** start of MATERIAL **
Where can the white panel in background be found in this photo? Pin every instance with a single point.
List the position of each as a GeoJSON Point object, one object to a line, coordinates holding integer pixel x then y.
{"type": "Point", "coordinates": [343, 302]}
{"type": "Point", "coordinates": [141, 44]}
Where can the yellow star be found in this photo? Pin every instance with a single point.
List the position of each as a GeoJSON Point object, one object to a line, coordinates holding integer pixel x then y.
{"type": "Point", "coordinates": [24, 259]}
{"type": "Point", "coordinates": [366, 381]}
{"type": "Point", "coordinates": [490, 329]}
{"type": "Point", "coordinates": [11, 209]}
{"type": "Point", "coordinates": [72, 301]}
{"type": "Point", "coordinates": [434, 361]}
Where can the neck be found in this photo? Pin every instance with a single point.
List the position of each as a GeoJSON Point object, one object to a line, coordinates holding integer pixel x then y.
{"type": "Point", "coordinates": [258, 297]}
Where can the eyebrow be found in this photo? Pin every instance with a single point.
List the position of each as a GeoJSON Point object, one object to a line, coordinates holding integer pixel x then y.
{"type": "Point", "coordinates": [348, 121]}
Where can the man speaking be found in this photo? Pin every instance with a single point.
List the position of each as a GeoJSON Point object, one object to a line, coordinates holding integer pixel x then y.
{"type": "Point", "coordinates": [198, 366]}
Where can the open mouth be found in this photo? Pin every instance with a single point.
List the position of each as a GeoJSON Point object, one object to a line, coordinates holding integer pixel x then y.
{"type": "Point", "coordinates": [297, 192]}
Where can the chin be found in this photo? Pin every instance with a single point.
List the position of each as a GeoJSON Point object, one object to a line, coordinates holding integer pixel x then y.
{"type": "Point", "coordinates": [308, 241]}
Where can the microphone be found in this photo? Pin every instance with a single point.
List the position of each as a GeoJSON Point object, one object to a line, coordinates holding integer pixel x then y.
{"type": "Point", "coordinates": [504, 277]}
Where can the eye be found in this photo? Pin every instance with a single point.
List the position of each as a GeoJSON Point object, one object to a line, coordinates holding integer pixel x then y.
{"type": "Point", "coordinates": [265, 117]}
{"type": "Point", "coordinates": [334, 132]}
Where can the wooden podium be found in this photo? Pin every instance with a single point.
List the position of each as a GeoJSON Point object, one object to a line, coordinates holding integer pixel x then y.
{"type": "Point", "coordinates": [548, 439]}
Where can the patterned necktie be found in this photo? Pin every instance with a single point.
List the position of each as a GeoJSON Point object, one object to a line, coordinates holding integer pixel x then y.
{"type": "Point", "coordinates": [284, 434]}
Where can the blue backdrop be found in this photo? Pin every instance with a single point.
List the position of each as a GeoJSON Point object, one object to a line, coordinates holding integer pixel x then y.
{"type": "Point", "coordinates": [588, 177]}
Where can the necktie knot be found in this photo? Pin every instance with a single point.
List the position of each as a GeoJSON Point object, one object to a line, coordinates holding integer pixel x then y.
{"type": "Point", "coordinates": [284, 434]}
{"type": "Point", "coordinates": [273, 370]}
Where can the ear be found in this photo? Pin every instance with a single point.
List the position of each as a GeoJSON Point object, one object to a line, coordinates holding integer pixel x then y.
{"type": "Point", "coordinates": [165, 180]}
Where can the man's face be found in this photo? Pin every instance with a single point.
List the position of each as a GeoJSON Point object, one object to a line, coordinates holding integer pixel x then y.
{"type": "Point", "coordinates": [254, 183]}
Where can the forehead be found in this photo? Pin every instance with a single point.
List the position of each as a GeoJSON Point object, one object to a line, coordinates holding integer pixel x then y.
** end of MATERIAL **
◆ EXERCISE BRIEF
Give back the whole listing, word for word.

◆ COMPLETED TASK
Where can the white panel in background be found in this photo? Pin every instance with a single point.
List the position of each as a GeoJSON Point object, one object to a line, coordinates holding integer pixel x then y.
{"type": "Point", "coordinates": [343, 302]}
{"type": "Point", "coordinates": [141, 44]}
Where can the yellow star be found in this photo? Pin every instance with a single point.
List the position of each as a GeoJSON Point object, one object to a line, coordinates holding integer pixel x then y.
{"type": "Point", "coordinates": [24, 259]}
{"type": "Point", "coordinates": [366, 381]}
{"type": "Point", "coordinates": [490, 329]}
{"type": "Point", "coordinates": [11, 209]}
{"type": "Point", "coordinates": [72, 301]}
{"type": "Point", "coordinates": [434, 361]}
Where can the neck be found in this photo? Pin every instance with a single point.
List the position of each as a GeoJSON Point object, one object to a line, coordinates holding integer pixel x then y.
{"type": "Point", "coordinates": [258, 297]}
Where can the eyebrow be found in this photo? Pin every instance with a single point.
List the position of each as a GeoJSON Point object, one object to a line, coordinates holding integer pixel x then y.
{"type": "Point", "coordinates": [348, 121]}
Where can the man speaking be found in this photo? Pin every instance with a single point.
List the position of each as a GeoJSON Point object, one object to a line, coordinates holding integer pixel x then y.
{"type": "Point", "coordinates": [198, 366]}
Where can the open mouth be found in this photo? Pin every instance with a single point.
List the position of each as a GeoJSON Point object, one object to a line, coordinates holding integer pixel x then y.
{"type": "Point", "coordinates": [297, 192]}
Where can the chin be found in this photo? Pin every instance with a single point.
List the position of each as a GeoJSON Point object, one object to a line, coordinates holding integer pixel x then y.
{"type": "Point", "coordinates": [308, 241]}
Where can the microphone be found in this photo? Pin every instance with a single point.
List the position of each as a GeoJSON Point object, one object to a line, coordinates holding integer pixel x then y.
{"type": "Point", "coordinates": [504, 277]}
Where can the eye be found in this photo? Pin every instance with a single point.
List the position of each as a GeoJSON Point object, one object to a line, coordinates holding integer pixel x then y.
{"type": "Point", "coordinates": [265, 117]}
{"type": "Point", "coordinates": [334, 132]}
Where can the wooden podium be found in this photo? Pin every instance with a single point.
List the position of each as a GeoJSON Point object, one object to a line, coordinates holding integer pixel x then y.
{"type": "Point", "coordinates": [548, 439]}
Where can the patterned necktie be found in this photo? Pin every instance with a single point.
List the position of each as a GeoJSON Point object, one object to a line, coordinates holding integer pixel x then y.
{"type": "Point", "coordinates": [284, 434]}
Where can the blue backdrop be found in this photo? Pin every instance with a single point.
List the position of each as a GeoJSON Point object, one object to a line, coordinates holding integer pixel x then y.
{"type": "Point", "coordinates": [588, 177]}
Where can the necktie knot be found in this photo? Pin every instance with a single point.
List the position of each as a GeoJSON Point object, one object to a line, coordinates holding integer pixel x then y.
{"type": "Point", "coordinates": [284, 434]}
{"type": "Point", "coordinates": [273, 370]}
Where can the ear be found in this photo? Pin every instance with a single point.
List the position of each as a GeoJSON Point object, one object to a line, coordinates holding integer pixel x then y.
{"type": "Point", "coordinates": [165, 180]}
Where can the man's face be found in this photo? Pin every instance with a single point.
List the position of each as a GeoJSON Point object, one object to a line, coordinates holding integer pixel x then y.
{"type": "Point", "coordinates": [254, 183]}
Where can the forehead be found in this photo? Pin every instance with a single point.
List the position of each as a GeoJSON Point object, one object to a line, coordinates holding integer pixel x then y.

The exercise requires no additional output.